>> BEGIN Extracted entries

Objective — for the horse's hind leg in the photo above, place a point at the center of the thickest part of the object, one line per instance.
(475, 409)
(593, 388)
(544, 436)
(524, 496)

>> END Extracted entries

▶ Written instruction
Copy out every one of the records above line for line, changing nothing.

▶ Solution
Objective — for the horse's hind leg in the photo above, place a point at the center of the thickest part of the object, one line per instance.
(475, 409)
(593, 388)
(544, 436)
(524, 496)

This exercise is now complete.